REQUIRED WORK » Extract exactly the range of lines bounded by the line containing "Exercise. Pin every instance of the woman in green" and the final line of the listing, both ends included, and no other lines.
==== DATASET RECORDS
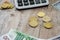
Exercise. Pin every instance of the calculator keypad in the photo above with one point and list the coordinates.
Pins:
(37, 1)
(31, 3)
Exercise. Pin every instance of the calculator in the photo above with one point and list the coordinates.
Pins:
(23, 4)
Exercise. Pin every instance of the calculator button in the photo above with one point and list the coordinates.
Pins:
(19, 1)
(25, 0)
(20, 4)
(43, 1)
(31, 2)
(37, 1)
(26, 3)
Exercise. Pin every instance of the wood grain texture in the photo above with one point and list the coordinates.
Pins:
(13, 18)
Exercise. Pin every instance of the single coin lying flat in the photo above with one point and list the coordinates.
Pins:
(46, 19)
(48, 25)
(41, 14)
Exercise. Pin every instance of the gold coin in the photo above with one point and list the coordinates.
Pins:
(6, 5)
(48, 25)
(33, 24)
(41, 14)
(33, 18)
(46, 19)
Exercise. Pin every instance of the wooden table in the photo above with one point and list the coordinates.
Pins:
(13, 18)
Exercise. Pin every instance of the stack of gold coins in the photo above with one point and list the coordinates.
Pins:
(47, 20)
(6, 5)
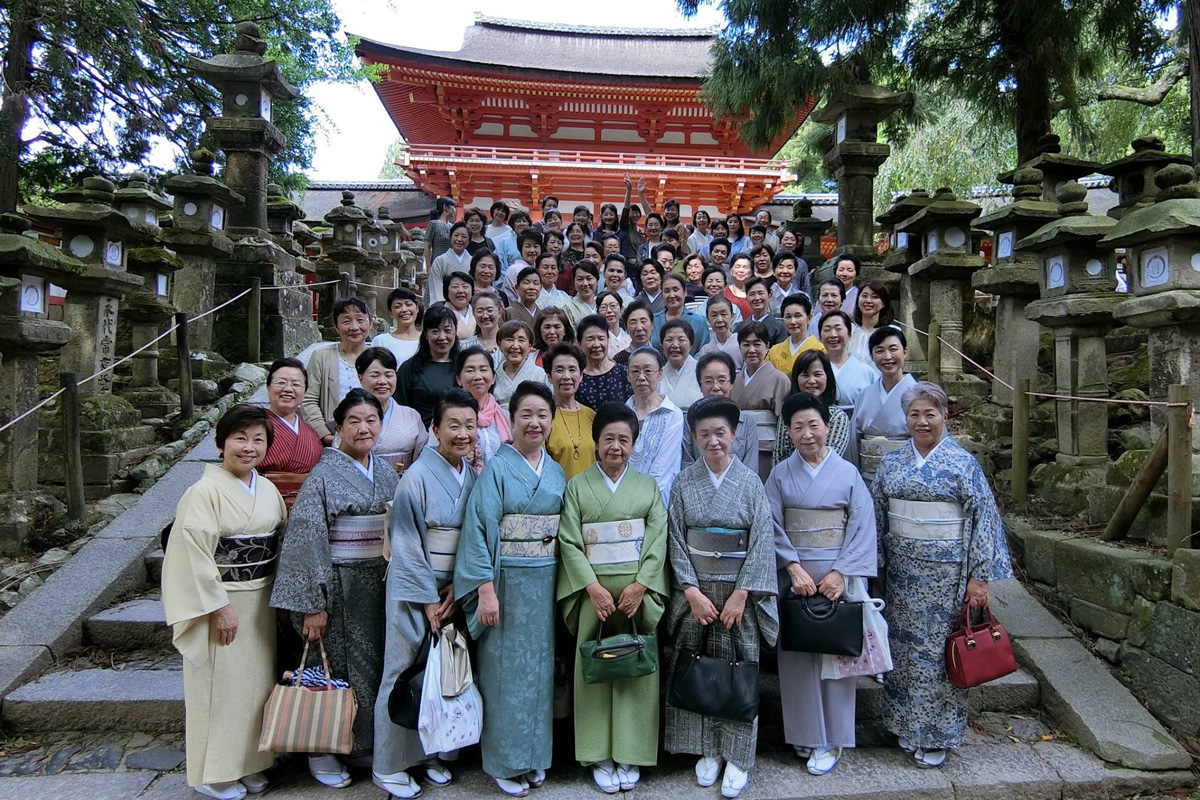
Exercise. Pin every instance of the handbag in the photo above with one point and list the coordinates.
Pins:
(715, 687)
(976, 655)
(455, 661)
(309, 720)
(405, 701)
(616, 657)
(817, 625)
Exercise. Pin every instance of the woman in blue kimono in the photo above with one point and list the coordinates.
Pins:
(426, 519)
(941, 542)
(504, 579)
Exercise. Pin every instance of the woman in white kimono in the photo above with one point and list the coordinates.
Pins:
(401, 434)
(216, 587)
(723, 557)
(426, 518)
(941, 542)
(504, 579)
(825, 543)
(879, 417)
(331, 566)
(474, 372)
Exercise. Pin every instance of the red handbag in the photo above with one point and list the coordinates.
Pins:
(976, 655)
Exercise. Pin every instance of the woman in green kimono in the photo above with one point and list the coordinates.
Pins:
(504, 579)
(613, 540)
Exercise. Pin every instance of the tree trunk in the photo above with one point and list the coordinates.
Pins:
(15, 100)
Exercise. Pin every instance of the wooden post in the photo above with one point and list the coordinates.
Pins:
(73, 459)
(1179, 469)
(1138, 493)
(1021, 443)
(935, 353)
(186, 407)
(256, 320)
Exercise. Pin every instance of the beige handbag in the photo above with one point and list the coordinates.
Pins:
(455, 661)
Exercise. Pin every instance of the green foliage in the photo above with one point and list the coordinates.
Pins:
(109, 79)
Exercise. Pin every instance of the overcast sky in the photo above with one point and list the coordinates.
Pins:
(361, 131)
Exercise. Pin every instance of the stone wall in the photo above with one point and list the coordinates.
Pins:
(1141, 609)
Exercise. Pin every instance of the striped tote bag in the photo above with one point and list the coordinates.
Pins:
(309, 720)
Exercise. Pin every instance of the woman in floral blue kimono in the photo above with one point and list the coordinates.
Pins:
(941, 542)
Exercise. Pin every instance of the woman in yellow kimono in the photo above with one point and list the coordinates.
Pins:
(216, 587)
(613, 543)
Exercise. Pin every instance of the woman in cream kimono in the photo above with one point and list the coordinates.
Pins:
(331, 566)
(426, 517)
(613, 540)
(504, 578)
(216, 585)
(879, 420)
(825, 543)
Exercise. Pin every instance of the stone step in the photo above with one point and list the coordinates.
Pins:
(100, 699)
(132, 625)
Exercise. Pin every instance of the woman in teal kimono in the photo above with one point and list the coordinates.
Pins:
(613, 540)
(504, 579)
(941, 542)
(426, 519)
========
SOLUTION TO THE PROBLEM »
Exercise. Pin every instance of the woman in green kimono in the photo above with one point and list the coordinates.
Pins:
(504, 579)
(613, 540)
Exercise. Pin every instance of the tree trunk in the photo above with one point and list the coordinates.
Pins:
(15, 100)
Exercise. Pin every instance of the wooden post in the photo above with one point and list the coordinates.
Pins:
(73, 459)
(1179, 469)
(1138, 493)
(1021, 443)
(935, 353)
(186, 407)
(256, 320)
Exercise. Pin every instance of the beige handbag in the photo above with one point and list the coordinates.
Pins:
(455, 661)
Exercise. Pin every instance of the green foliage in the photo above with one point and list the coordinates.
Pins:
(109, 79)
Exercise. Pin every instance of the overcast sky in the photo above with one point and list the coordinates.
Pins:
(361, 131)
Exercise. Pin every instance of the stone wall in the photo above with one point and list the coordinates.
Pins:
(1141, 609)
Exercise. Pin every instance of the striped tote bag in the photo above with one point and list the coordinates.
Pins:
(309, 720)
Exercise. Pin every instance of the woman in floral blue kimono in the photo above with one point and list the coordinates.
Pins:
(941, 542)
Exercise. Pin every instance of the woman in yellow kimono in the photo above with one point and list the coordinates.
Pins:
(216, 587)
(613, 543)
Exercise. Pin every instance of the woman in cream kimono in the photo above with one point and list the coordinates.
Pins:
(331, 566)
(426, 517)
(613, 540)
(504, 578)
(216, 585)
(879, 420)
(825, 543)
Exercise. Pin every instance of the stone step in the photo above with one point and list the coordinates.
Pins:
(100, 699)
(132, 625)
Exercise. Pin every instance of the woman in teal kimono in the photo above with one point and list the coordinates.
Pins:
(613, 540)
(504, 579)
(941, 542)
(426, 519)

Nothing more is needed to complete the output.